To be done -> Retype the lines of the listing below word for word, starting with the line that contains "Objective - one point per instance of the red bead" and ending with the last line of the listing, both included, and leave out any pictures.

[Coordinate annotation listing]
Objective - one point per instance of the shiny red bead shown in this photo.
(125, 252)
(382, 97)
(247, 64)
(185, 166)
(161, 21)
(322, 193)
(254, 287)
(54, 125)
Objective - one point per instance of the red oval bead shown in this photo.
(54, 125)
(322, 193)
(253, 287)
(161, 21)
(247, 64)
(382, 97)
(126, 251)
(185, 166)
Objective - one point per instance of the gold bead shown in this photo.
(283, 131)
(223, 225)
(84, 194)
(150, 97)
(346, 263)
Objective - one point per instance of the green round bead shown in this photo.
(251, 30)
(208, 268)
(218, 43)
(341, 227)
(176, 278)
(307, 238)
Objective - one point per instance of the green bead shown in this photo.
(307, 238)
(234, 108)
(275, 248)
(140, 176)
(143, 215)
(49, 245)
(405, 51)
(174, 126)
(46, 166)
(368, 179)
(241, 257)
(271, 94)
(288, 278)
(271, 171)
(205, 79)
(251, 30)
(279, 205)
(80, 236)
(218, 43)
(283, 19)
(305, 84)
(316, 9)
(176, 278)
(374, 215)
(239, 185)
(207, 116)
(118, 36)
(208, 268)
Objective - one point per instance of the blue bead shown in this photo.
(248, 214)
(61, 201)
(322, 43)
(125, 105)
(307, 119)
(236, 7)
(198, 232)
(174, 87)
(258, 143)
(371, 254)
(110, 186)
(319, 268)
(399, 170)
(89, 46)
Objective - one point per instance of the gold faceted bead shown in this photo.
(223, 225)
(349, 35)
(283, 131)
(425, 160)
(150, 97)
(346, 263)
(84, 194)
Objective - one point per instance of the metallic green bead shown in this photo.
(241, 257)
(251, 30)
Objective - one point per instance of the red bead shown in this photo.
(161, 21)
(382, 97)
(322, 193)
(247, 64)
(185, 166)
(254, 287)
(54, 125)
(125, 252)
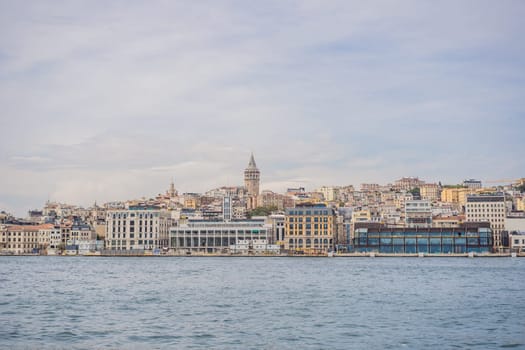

Task result ->
Objective - one point per instance of the red bead shown in this photo.
(161, 21)
(382, 97)
(322, 193)
(247, 64)
(185, 166)
(254, 287)
(54, 125)
(125, 252)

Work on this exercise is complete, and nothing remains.